-- START RECORDS FOR THIS TASK --

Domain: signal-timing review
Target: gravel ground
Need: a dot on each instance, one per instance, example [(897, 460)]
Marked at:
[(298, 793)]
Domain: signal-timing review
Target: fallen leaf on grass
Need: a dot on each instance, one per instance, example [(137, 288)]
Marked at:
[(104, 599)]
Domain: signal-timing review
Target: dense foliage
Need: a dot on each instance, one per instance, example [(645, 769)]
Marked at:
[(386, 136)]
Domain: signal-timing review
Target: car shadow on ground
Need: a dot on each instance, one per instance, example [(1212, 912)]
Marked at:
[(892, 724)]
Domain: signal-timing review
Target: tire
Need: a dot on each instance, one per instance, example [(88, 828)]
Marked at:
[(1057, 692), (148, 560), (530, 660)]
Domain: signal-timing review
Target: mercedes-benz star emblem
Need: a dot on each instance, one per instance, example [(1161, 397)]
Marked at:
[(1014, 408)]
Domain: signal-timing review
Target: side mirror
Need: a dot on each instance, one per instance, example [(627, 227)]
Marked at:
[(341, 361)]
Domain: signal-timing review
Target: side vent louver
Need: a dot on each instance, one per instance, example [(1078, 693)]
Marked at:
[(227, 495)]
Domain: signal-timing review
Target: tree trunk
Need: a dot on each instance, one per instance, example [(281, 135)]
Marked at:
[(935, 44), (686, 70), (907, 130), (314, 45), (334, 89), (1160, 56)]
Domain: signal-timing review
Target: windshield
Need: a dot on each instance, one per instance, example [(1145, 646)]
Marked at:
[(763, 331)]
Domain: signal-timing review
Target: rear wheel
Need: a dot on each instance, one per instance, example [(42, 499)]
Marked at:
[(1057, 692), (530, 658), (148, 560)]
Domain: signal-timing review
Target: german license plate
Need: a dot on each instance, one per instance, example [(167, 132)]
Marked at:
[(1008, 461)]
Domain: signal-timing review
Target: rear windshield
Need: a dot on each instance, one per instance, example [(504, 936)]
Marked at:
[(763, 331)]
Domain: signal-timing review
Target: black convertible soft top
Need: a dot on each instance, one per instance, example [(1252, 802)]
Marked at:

-- END RECORDS FOR THIS TASK --

THE EXERCISE:
Output all of the material exactly as written.

EXERCISE SOLUTION:
Domain: signal-timing review
Target: gravel ground
Need: a dot on each instance, one per instance, example [(897, 460)]
Marked at:
[(298, 793)]
Domain: signal-timing review
Target: fallen leaf on grass
Need: a dot on each instance, one per instance, example [(137, 288)]
Marked at:
[(104, 599)]
Domain: signal-timing review
Target: dense foliage
Need: a dot on each instance, one per instance, example [(645, 769)]
Marked at:
[(386, 136)]
Domain: signal-timing review
Target: car shadow on ground
Need: a dot on each instance, one per instance, example [(1212, 912)]
Marked at:
[(892, 724)]
Domain: signal-timing review
Target: tire
Need: a dot on each instance, one per instance, example [(88, 828)]
Marked at:
[(1057, 692), (148, 560), (530, 660)]
Domain: signal-timing review
Target: mercedes-benz star emblem
Need: a dot on each instance, one per instance, example [(1161, 397)]
Marked at:
[(1014, 408)]
Domain: signal-timing review
Target: side mirror
Need: a dot on each instance, one per instance, example [(627, 227)]
Marked at:
[(341, 361)]
Domain: signal-timing review
Target: side vent louver
Need: a dot on each instance, one per instance, example [(1078, 693)]
Marked at:
[(227, 495)]
Domain: signal-timing review
Target: tree trunk
Need: a dot on each instance, one per instance, example [(281, 135)]
Marked at:
[(935, 44), (686, 70), (907, 130), (314, 45), (334, 89), (1160, 56)]
Domain: signal-timing review
Target: windshield
Need: a dot on each instance, one per instance, example [(1145, 646)]
Marked at:
[(763, 331)]
Domain: signal-timing review
Target: rear wheel
Need: a dot on each instance, one per instance, example [(42, 499)]
Marked at:
[(1057, 692), (530, 658), (148, 560)]
Domain: signal-timing review
Target: german license plate
Need: a dot on each instance, one per instance, example [(167, 132)]
Marked at:
[(1008, 461)]
Domain: signal-timing review
Target: rear windshield
Need: a dot on each instance, one per instance, example [(504, 936)]
Marked at:
[(763, 331)]
Domain: signal-timing review
Target: black convertible soft top
Need: a dot on each instance, one per instance, example [(1252, 802)]
Marked at:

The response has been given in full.